# Source data start

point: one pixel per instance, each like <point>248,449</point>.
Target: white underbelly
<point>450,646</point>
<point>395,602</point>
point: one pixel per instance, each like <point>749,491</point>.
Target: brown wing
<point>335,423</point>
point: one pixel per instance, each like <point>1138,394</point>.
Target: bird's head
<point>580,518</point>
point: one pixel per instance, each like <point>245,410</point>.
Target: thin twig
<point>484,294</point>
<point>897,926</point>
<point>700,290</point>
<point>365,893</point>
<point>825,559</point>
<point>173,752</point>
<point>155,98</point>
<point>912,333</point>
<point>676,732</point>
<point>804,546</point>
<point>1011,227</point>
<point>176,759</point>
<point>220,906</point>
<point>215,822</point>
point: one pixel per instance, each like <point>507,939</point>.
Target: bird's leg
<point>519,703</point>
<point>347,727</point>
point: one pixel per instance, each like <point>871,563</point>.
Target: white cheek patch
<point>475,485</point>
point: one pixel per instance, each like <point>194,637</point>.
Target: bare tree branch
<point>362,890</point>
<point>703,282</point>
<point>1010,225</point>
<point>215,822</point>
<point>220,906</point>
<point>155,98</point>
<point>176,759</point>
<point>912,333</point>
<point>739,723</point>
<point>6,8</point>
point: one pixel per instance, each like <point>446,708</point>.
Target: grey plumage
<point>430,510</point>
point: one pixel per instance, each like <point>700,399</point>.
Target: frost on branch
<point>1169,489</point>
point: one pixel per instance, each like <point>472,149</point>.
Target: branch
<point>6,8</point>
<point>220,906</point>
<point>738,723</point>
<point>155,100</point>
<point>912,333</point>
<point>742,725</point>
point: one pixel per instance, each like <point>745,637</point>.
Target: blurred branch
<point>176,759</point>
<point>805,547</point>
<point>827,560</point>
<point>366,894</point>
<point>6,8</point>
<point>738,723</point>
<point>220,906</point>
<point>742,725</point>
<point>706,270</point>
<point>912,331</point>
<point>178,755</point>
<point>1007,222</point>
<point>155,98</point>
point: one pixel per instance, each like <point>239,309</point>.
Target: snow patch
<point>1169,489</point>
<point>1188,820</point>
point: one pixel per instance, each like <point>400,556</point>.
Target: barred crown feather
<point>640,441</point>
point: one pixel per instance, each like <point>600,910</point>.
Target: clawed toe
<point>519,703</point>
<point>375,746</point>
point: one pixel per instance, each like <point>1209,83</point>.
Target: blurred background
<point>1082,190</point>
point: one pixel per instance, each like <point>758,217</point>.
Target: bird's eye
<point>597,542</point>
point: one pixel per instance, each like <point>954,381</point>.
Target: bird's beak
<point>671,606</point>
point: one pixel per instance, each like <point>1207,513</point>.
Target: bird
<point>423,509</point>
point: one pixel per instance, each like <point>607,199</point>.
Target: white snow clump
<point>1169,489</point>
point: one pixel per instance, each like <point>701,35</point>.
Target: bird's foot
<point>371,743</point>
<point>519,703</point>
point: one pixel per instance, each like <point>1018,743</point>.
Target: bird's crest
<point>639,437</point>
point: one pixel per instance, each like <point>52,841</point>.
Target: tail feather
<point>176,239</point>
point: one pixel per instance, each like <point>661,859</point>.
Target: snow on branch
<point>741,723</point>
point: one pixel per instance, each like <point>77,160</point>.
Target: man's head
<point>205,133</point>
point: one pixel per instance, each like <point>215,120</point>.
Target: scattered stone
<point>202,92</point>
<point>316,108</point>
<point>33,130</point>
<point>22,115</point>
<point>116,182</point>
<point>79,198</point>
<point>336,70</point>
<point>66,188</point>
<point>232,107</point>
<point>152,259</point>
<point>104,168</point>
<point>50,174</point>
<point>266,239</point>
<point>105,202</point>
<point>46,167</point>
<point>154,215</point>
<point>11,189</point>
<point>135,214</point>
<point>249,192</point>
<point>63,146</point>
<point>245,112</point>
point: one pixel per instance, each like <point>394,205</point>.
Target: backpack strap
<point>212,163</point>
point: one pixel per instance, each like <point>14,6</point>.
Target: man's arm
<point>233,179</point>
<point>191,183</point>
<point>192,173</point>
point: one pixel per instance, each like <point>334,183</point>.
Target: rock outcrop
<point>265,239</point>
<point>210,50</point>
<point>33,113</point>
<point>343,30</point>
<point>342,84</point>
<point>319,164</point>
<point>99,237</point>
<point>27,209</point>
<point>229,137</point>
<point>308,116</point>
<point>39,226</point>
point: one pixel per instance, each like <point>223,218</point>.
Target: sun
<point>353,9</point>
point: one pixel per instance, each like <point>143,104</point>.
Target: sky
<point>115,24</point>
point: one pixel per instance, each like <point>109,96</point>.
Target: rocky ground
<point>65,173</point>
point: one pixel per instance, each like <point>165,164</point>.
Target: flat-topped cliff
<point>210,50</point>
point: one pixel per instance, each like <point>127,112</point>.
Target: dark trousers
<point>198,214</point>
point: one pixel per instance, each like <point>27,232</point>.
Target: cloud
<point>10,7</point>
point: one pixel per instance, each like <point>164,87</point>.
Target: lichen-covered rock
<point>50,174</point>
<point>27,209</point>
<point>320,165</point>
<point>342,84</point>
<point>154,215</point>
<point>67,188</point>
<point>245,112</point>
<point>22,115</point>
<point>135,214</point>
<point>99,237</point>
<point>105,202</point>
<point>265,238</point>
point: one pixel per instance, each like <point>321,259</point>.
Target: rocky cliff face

# Source data end

**Aim**. Copy all of the material above line for line, with no changes.

**Exercise result**.
point: one pixel per instance, each like <point>248,449</point>.
Target: white underbelly
<point>450,646</point>
<point>395,602</point>
point: one pixel per instance, each like <point>749,491</point>.
Target: brown wing
<point>335,423</point>
point: one pixel per instance, each like <point>1138,394</point>.
Target: bird's head
<point>580,518</point>
point: one pixel per instance, each like <point>245,410</point>.
Target: thin twig
<point>484,294</point>
<point>897,926</point>
<point>700,290</point>
<point>365,893</point>
<point>825,559</point>
<point>173,752</point>
<point>155,98</point>
<point>912,333</point>
<point>676,732</point>
<point>804,546</point>
<point>1011,227</point>
<point>176,759</point>
<point>220,906</point>
<point>215,822</point>
point: one pixel per instance, each like <point>507,939</point>.
Target: bird's leg
<point>519,703</point>
<point>347,727</point>
point: one pixel per instance, each like <point>871,563</point>.
Target: white cheek patch
<point>475,485</point>
point: one pixel per instance, each like <point>194,637</point>.
Target: bare tree branch
<point>362,890</point>
<point>703,282</point>
<point>1010,225</point>
<point>215,822</point>
<point>220,906</point>
<point>155,98</point>
<point>176,759</point>
<point>912,333</point>
<point>739,723</point>
<point>6,8</point>
point: one pixel per instance, each like <point>446,708</point>.
Target: grey plumage
<point>430,510</point>
point: one pixel per instance, each like <point>700,399</point>.
Target: frost on branch
<point>1169,489</point>
point: one pixel per instance, each like <point>472,149</point>.
Target: branch
<point>6,8</point>
<point>220,906</point>
<point>738,723</point>
<point>155,100</point>
<point>912,333</point>
<point>742,725</point>
point: one pixel per instance, each like <point>745,637</point>.
Target: blurred branch
<point>176,759</point>
<point>805,547</point>
<point>827,560</point>
<point>366,894</point>
<point>6,8</point>
<point>738,723</point>
<point>220,906</point>
<point>742,725</point>
<point>706,270</point>
<point>912,331</point>
<point>178,755</point>
<point>1007,222</point>
<point>155,98</point>
point: one pixel per instance, each like <point>239,309</point>.
Target: snow patch
<point>1169,489</point>
<point>1188,820</point>
point: one pixel per instance, each like <point>400,556</point>.
Target: barred crown feather
<point>640,441</point>
point: one pixel per instance, each like <point>600,910</point>.
Target: clawed toe
<point>519,703</point>
<point>375,746</point>
point: one pixel per instance, each like <point>1209,83</point>.
Target: blurred background
<point>1082,190</point>
point: one pixel per instance, each like <point>758,217</point>.
Target: bird's eye
<point>597,542</point>
point: one pixel per instance, each like <point>954,381</point>.
Target: bird's beak
<point>671,606</point>
point: one pixel per instance, each like <point>1207,513</point>.
Target: bird
<point>423,509</point>
point: one pixel per instance, each like <point>607,199</point>.
Target: white snow clump
<point>1169,489</point>
point: one pixel per instance, each like <point>701,35</point>.
Target: bird's foot
<point>371,743</point>
<point>519,703</point>
point: one pixel per instance, each like <point>1018,743</point>.
Target: bird's crest
<point>639,437</point>
point: one pixel per instance, each like <point>52,841</point>.
Target: tail feather
<point>176,239</point>
point: one pixel per instance, each like <point>661,859</point>.
Target: snow on branch
<point>741,723</point>
point: one pixel per instance, each like <point>77,160</point>.
Target: man's head
<point>205,133</point>
point: one pixel per instance, each like <point>215,120</point>.
Target: scattered stone
<point>202,92</point>
<point>316,108</point>
<point>33,130</point>
<point>22,115</point>
<point>116,182</point>
<point>79,198</point>
<point>336,70</point>
<point>66,188</point>
<point>232,107</point>
<point>152,259</point>
<point>104,168</point>
<point>50,174</point>
<point>266,239</point>
<point>105,202</point>
<point>46,167</point>
<point>154,215</point>
<point>11,189</point>
<point>135,214</point>
<point>249,192</point>
<point>63,146</point>
<point>245,112</point>
point: one pixel per instance, each like <point>394,205</point>.
Target: backpack strap
<point>212,163</point>
point: one pixel per instance, each like <point>14,6</point>.
Target: man's arm
<point>233,179</point>
<point>191,183</point>
<point>192,173</point>
point: one pixel per instance, each like <point>334,183</point>.
Target: rock outcrop
<point>265,239</point>
<point>210,50</point>
<point>33,113</point>
<point>343,30</point>
<point>342,84</point>
<point>319,164</point>
<point>99,237</point>
<point>27,209</point>
<point>229,137</point>
<point>308,116</point>
<point>39,226</point>
point: one pixel per instance, each like <point>223,218</point>.
Target: sun
<point>353,9</point>
point: one pixel per instance, each like <point>143,104</point>.
Target: sky
<point>115,24</point>
point: one pixel per instance, each like <point>109,96</point>.
Target: rocky ground
<point>65,173</point>
point: one pixel per instance, each like <point>165,164</point>.
Target: flat-topped cliff
<point>210,50</point>
point: one pixel per instance, each like <point>127,112</point>.
Target: dark trousers
<point>198,214</point>
point: one pixel per instance, each like <point>27,232</point>.
Target: cloud
<point>10,7</point>
point: one pixel per instance, each like <point>164,87</point>.
Target: lichen-covered rock
<point>50,174</point>
<point>27,209</point>
<point>320,165</point>
<point>342,84</point>
<point>154,215</point>
<point>67,188</point>
<point>245,112</point>
<point>22,115</point>
<point>135,214</point>
<point>99,237</point>
<point>105,202</point>
<point>265,238</point>
point: one pixel per instance, each like <point>321,259</point>.
Target: rocky cliff face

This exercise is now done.